● Directions: Return each line of the listing in which the word "black" appears.
[Opening Material for the task section]
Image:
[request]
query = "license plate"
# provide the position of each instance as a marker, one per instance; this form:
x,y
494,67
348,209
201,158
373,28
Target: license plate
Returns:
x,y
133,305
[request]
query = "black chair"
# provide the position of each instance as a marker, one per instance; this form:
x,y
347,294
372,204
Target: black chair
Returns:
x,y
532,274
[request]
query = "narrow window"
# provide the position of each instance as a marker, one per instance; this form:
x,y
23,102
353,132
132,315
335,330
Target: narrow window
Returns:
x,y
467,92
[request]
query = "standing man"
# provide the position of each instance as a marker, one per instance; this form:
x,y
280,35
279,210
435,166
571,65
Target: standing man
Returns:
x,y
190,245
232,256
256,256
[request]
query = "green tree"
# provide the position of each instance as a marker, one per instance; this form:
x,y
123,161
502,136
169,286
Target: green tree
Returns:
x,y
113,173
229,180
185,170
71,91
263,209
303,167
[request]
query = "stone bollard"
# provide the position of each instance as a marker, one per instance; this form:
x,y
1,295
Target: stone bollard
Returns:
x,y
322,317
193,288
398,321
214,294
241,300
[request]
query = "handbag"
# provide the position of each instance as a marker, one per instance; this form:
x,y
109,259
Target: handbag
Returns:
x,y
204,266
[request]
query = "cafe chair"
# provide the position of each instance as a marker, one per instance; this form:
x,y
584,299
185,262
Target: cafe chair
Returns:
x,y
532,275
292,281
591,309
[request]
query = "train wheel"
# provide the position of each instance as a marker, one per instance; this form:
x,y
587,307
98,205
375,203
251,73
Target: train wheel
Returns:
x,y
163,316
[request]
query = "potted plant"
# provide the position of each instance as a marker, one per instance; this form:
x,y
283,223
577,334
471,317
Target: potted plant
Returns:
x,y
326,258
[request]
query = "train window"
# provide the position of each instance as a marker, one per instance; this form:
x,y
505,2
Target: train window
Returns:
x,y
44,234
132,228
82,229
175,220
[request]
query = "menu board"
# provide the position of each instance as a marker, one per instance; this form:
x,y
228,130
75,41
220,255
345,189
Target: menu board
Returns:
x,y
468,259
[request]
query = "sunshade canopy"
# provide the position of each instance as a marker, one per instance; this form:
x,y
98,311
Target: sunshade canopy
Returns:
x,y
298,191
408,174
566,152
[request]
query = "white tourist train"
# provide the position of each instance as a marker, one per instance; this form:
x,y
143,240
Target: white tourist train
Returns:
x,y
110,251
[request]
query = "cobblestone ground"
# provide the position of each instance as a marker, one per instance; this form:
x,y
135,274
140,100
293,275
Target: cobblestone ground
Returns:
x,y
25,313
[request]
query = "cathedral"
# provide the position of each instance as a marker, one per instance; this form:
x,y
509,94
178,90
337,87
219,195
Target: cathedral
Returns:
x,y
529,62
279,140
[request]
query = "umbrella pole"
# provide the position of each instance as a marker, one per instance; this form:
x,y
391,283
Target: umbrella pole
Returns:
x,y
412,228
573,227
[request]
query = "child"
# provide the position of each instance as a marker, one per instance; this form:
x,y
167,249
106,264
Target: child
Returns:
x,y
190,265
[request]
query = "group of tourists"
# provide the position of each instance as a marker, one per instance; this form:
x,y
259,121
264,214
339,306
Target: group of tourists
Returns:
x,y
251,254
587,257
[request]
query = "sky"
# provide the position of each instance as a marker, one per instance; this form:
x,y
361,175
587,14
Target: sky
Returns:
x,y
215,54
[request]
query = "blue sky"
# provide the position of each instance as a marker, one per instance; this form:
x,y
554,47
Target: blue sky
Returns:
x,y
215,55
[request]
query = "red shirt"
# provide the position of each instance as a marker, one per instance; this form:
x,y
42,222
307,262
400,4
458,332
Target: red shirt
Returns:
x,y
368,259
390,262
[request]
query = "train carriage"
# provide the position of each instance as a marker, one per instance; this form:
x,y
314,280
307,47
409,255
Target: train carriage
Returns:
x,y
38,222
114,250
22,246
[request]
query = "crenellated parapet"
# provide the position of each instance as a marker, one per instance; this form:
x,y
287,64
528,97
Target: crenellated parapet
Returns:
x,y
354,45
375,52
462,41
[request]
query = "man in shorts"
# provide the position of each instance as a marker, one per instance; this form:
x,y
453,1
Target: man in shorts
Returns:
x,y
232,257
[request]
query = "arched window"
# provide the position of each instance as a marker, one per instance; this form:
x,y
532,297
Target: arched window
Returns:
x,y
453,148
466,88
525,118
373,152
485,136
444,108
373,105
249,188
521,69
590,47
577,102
[Closing Material for the task section]
● Exercise output:
query = "black chair"
Target: black chair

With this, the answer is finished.